Broken text selection and highlighting in pdf.js
Categories
(Firefox :: PDF Viewer, defect)
Tracking
()
People
(Reporter: alice0775, Assigned: jfkthame)
References
(Regression)
Details
(Keywords: nightly-community, regression)
Attachments
(7 files)
[Tracking Requested - why for this release]: Broken text selection and highlighting.
Link to PDF file: https://www.africau.edu/images/default/sample.pdf
Steps to reproduce the problem:
- Open https://www.africau.edu/images/default/sample.pdf
- Select text with mouse drag e.g from
C
tod
ofContinued
at the last sentence. - Copy
- Paste other application etc.
OR
2. Double-click on a word e.g. Continued
3. Observe highlight
4. Copy
5. Paste other application etc.
What is the expected behavior? (add screenshot)
Selection highlighting should be the letter of the mouse position
What went wrong? (add screenshot)
- Selected text is wrong
- Selection highlighting is shifted.
- Highlight wrong word
See attached screenshot
Regression window:
https://hg.mozilla.org/integration/autoland/pushloghtml?fromchange=120838b58449ab57a04eee2823ead4054efd2e05&tochange=a88ac51c349da1444db493f972ddb2133fc45776
Updated•2 years ago
|
Comment 1•2 years ago
|
||
I am unable to reproduce on Windows 11.

..............................

■ **WRITTEN EXERCISE 1**: Report every line of the records that contains the string "pants".
The records below are unrelated to the pdf.js bug report.

..............................

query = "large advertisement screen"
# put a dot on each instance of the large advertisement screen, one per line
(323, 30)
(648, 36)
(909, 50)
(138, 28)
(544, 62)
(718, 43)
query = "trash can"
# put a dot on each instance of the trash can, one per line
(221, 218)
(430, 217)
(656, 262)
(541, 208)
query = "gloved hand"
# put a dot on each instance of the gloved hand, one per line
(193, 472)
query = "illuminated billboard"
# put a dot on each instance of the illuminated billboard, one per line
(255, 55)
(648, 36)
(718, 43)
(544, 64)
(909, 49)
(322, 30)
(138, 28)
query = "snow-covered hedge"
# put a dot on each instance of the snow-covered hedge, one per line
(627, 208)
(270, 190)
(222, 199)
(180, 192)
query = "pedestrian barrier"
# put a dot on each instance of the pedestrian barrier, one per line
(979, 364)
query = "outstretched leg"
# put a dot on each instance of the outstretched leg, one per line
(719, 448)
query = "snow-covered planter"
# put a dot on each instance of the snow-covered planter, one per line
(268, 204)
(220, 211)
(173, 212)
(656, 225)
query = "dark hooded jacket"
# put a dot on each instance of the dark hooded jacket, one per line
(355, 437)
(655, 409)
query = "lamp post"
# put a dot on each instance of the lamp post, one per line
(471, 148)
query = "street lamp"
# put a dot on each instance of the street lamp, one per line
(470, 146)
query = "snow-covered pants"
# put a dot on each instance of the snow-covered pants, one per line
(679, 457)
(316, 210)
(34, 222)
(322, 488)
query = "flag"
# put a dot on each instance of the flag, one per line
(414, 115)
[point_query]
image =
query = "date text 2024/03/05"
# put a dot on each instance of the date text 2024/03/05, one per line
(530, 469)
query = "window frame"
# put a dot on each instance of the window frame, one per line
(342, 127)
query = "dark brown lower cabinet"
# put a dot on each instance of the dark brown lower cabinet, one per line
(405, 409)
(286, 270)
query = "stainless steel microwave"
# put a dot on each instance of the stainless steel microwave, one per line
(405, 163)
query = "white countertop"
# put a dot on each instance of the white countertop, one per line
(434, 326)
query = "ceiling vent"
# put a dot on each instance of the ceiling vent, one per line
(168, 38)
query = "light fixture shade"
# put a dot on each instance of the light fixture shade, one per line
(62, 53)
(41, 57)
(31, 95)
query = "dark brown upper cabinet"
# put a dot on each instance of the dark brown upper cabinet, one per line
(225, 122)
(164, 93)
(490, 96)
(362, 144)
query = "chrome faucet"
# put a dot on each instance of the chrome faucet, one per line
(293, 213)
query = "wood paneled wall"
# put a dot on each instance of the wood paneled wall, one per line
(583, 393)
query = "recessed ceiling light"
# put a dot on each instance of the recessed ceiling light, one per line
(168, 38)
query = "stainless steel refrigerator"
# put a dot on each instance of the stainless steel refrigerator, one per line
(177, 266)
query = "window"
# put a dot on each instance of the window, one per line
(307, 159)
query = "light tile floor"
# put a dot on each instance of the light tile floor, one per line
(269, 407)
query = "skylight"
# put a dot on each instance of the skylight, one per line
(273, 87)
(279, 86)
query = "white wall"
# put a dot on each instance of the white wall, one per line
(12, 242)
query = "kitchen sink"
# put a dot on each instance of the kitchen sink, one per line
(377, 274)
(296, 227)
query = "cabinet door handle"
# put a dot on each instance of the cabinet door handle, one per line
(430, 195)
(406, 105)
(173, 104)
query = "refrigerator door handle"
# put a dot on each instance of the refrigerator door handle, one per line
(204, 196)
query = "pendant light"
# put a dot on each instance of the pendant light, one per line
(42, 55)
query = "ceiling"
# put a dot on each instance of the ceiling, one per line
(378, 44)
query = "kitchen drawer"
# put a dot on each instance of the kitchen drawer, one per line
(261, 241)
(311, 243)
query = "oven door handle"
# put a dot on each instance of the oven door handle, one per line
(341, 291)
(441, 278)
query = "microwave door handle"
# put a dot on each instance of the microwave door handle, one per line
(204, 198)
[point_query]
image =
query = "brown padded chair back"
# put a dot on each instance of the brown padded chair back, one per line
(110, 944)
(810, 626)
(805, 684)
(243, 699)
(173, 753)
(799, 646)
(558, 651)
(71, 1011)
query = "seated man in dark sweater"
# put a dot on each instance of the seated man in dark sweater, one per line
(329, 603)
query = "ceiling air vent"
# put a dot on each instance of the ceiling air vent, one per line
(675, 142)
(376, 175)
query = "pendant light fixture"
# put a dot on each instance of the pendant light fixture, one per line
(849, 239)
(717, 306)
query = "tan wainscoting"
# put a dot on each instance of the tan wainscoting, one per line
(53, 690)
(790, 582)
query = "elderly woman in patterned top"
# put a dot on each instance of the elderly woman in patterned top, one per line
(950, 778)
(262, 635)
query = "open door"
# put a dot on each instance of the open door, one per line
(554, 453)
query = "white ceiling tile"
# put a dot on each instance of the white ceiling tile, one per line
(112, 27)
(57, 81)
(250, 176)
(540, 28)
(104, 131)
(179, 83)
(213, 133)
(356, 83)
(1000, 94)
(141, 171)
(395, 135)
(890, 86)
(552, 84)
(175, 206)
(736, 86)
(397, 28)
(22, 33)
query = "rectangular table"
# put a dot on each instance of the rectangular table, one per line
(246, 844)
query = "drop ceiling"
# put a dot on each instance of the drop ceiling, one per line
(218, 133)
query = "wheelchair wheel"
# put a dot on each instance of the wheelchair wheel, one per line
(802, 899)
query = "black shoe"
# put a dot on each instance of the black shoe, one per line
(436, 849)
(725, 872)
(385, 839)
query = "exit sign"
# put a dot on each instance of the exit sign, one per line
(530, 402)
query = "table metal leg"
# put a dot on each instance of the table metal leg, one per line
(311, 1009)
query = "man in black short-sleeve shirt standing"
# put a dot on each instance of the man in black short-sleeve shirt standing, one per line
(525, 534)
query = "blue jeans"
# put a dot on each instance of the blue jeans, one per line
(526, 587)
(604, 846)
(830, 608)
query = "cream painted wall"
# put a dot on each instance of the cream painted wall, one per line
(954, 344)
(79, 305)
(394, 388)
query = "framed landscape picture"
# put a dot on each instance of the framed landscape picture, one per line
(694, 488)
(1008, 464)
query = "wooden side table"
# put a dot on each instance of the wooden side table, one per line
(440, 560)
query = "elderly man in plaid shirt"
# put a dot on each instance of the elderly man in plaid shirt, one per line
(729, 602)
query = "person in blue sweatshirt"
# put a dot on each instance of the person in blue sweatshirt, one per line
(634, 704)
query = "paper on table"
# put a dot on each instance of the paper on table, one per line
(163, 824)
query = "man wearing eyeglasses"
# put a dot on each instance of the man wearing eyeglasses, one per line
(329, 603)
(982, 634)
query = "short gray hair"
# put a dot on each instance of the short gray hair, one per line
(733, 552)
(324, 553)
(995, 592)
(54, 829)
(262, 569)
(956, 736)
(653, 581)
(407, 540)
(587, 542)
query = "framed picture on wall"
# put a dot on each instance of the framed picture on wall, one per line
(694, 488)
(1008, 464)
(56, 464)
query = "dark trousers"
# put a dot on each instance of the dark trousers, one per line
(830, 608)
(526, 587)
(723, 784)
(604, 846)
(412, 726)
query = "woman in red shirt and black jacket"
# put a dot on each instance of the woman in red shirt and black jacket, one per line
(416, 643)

..............................

■ **WRITTEN EXERCISE 2**: Decide whether each statement agrees with the pdf.js bug report, answering yes or no and quoting the deciding words: (a) The first comment says the problem was reproduced on Windows 11. (b) The report's keywords include regression. (c) The bug is filed under the PDF Viewer component of Firefox.

■ **ANSWER 1**:
query = "snow-covered pants"
# put a dot on each instance of the snow-covered pants, one per line

■ **ANSWER 2**:
(a) No: "I am unable to reproduce on Windows 11."
(b) Yes: "Keywords: nightly-community, regression"
(c) Yes: "Firefox :: PDF Viewer, defect"